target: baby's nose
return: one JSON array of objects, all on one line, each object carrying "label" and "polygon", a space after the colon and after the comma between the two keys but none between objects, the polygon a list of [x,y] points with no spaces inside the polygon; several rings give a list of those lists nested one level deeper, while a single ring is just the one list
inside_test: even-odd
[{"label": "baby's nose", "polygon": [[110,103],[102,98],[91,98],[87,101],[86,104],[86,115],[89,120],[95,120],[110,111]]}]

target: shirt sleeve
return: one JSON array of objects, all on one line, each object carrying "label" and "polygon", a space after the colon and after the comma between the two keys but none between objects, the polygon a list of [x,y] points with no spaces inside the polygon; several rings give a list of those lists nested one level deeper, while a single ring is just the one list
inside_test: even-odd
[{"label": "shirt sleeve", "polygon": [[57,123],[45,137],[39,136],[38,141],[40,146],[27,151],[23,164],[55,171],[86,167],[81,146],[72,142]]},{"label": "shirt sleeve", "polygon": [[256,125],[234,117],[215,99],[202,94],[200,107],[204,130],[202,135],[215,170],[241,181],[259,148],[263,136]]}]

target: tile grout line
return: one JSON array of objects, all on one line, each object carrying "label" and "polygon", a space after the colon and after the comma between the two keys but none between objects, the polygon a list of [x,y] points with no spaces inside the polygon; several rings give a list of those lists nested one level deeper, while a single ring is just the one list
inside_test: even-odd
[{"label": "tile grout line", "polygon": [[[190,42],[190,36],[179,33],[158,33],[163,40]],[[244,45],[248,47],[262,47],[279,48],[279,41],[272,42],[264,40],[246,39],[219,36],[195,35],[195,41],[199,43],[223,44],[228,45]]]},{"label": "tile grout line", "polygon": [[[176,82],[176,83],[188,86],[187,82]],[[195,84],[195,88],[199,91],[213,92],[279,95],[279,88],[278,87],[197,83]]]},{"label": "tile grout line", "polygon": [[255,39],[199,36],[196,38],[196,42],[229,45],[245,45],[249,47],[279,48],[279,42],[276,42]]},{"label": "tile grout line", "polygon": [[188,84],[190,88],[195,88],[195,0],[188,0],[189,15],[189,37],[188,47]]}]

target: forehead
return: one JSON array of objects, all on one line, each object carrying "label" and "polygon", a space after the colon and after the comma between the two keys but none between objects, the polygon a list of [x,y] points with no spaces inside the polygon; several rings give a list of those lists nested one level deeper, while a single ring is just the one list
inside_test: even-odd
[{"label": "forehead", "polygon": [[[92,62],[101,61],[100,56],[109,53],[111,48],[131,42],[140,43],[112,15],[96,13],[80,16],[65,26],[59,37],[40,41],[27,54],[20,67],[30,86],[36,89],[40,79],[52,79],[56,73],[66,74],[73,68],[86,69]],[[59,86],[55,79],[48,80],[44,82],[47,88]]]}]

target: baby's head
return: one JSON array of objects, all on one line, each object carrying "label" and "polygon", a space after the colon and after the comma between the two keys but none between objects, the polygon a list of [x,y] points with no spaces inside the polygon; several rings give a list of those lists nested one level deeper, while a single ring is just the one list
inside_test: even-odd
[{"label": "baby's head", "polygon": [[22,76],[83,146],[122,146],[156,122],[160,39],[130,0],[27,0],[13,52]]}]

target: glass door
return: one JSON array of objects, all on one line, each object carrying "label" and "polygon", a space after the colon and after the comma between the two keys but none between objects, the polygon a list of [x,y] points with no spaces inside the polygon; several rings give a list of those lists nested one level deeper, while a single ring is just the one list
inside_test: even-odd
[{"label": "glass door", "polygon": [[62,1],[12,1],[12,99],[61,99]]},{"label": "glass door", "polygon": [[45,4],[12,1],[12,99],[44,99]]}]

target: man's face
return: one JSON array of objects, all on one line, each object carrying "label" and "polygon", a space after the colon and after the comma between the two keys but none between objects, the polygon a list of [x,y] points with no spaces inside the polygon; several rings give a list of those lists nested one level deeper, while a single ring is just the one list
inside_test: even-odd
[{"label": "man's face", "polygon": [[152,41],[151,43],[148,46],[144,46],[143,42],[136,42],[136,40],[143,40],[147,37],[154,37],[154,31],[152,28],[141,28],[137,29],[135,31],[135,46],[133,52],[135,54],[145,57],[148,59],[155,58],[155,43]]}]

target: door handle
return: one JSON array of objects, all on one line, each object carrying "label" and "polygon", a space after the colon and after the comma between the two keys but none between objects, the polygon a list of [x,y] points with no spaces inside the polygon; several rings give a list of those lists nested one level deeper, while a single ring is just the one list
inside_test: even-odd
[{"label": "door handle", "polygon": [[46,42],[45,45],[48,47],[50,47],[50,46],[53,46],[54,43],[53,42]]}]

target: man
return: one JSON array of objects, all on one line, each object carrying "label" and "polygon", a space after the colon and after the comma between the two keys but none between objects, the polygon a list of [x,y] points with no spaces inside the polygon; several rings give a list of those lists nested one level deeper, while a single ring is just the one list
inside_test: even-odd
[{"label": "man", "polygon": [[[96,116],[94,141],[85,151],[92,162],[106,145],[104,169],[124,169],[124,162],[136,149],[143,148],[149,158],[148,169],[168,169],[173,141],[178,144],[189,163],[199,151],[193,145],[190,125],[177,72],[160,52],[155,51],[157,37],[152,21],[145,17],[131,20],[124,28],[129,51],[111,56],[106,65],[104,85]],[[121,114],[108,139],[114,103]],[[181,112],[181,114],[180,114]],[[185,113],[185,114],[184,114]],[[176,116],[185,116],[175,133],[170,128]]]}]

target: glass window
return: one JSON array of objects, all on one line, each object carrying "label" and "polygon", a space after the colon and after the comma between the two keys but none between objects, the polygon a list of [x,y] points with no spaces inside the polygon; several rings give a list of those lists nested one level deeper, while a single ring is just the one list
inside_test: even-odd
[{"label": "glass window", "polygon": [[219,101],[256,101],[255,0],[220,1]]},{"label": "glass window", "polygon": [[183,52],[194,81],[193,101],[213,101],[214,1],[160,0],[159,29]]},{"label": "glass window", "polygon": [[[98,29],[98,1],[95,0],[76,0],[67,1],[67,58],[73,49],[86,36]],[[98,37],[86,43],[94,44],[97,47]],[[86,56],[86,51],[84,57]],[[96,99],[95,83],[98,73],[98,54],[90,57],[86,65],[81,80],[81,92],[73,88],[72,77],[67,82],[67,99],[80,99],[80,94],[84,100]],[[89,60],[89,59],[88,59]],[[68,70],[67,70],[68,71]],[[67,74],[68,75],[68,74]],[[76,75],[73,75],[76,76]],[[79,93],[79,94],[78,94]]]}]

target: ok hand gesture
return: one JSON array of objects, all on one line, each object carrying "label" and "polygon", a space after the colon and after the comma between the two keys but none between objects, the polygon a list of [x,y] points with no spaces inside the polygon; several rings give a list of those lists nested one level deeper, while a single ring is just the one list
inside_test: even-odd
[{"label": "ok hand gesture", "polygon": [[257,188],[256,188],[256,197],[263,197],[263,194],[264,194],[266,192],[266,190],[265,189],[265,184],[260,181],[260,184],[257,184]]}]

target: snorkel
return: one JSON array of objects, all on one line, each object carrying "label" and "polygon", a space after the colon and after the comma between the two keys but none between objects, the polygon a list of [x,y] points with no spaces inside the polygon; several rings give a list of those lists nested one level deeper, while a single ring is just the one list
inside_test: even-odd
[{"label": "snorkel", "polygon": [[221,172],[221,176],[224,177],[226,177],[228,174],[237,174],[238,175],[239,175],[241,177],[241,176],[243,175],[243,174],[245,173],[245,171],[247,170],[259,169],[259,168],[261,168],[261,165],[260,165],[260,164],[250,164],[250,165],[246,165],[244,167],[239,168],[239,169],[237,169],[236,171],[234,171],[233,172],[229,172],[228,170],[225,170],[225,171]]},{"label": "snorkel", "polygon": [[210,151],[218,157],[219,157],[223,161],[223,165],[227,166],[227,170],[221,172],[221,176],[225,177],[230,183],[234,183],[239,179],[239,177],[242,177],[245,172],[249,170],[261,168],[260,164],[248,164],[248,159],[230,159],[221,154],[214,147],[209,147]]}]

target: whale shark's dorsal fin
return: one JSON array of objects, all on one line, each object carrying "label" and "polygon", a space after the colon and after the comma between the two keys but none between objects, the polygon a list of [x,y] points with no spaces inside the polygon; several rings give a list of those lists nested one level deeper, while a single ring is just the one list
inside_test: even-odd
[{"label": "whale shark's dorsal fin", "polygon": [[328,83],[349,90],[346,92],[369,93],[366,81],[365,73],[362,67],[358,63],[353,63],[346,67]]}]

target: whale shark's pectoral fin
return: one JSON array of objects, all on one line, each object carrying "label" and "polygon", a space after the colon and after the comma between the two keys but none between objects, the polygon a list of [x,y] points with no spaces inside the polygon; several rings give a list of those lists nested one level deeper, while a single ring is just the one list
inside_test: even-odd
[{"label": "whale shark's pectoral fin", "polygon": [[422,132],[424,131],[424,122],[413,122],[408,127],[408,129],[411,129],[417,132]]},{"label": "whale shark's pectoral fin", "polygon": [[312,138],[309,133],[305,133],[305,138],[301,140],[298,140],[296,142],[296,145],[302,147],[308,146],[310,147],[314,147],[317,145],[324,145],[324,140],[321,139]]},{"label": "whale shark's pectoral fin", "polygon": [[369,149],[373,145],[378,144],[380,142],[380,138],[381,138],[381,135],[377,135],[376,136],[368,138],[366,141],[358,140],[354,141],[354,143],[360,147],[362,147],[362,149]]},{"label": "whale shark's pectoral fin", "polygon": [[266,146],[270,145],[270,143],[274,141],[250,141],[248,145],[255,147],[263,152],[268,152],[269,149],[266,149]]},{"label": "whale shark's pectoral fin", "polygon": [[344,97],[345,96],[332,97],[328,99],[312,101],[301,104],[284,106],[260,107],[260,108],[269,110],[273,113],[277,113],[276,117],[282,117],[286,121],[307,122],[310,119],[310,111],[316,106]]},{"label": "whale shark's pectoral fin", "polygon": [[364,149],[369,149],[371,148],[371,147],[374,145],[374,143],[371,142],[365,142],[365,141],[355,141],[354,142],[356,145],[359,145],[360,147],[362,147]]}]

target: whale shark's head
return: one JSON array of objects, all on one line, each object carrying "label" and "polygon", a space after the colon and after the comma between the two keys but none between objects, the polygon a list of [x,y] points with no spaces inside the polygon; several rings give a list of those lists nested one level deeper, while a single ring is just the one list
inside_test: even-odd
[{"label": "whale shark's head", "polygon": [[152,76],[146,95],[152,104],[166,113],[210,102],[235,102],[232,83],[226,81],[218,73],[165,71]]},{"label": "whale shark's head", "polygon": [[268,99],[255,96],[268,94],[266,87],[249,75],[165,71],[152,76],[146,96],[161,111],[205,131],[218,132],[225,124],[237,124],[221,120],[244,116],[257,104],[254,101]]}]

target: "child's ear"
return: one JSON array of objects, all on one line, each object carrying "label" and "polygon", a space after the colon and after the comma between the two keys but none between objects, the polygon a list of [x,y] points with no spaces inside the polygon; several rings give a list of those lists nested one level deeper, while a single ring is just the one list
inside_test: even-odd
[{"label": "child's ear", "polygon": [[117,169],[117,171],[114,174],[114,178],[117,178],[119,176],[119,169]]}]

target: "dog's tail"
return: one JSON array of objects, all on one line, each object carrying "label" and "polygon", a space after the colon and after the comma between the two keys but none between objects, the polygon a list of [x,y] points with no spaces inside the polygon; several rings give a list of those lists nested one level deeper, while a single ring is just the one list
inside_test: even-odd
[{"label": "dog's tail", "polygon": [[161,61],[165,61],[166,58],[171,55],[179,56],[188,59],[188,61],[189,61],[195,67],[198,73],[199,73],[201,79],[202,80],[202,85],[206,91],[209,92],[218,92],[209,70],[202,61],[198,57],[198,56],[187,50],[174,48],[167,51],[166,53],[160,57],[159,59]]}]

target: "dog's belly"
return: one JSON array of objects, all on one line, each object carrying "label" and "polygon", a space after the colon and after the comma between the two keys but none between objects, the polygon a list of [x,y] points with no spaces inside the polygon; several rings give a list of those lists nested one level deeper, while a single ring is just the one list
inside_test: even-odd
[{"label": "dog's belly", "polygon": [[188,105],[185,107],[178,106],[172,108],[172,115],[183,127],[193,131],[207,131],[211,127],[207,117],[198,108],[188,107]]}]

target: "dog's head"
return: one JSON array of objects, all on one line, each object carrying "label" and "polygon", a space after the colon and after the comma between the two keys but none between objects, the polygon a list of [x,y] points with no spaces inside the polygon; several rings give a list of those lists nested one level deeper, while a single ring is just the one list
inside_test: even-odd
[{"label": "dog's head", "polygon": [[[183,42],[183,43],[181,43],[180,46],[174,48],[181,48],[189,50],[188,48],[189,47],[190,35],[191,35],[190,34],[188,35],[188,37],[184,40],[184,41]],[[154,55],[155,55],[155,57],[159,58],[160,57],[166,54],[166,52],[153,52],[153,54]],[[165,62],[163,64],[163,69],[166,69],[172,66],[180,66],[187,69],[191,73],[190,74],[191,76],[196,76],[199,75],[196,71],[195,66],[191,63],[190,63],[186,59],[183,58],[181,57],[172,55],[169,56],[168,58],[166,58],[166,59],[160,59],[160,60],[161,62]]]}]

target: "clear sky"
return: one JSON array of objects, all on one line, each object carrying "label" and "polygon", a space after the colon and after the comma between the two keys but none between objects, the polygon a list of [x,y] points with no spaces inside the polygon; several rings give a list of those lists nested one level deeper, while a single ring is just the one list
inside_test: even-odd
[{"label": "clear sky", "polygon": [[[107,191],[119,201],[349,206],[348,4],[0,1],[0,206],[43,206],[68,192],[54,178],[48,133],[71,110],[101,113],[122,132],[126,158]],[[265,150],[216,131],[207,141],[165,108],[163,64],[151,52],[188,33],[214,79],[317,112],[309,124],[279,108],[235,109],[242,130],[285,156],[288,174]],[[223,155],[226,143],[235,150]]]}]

§ **Exercise description**: Find every line of the material above that contains the string "baby", and copy each of those lines. Matching is case-sensitive.

§ **Answer**:
target: baby's nose
[{"label": "baby's nose", "polygon": [[110,103],[102,98],[91,98],[87,101],[86,104],[86,115],[89,120],[95,120],[110,111]]}]
target: baby's head
[{"label": "baby's head", "polygon": [[22,76],[83,146],[122,146],[156,122],[160,39],[130,0],[27,0],[13,52]]}]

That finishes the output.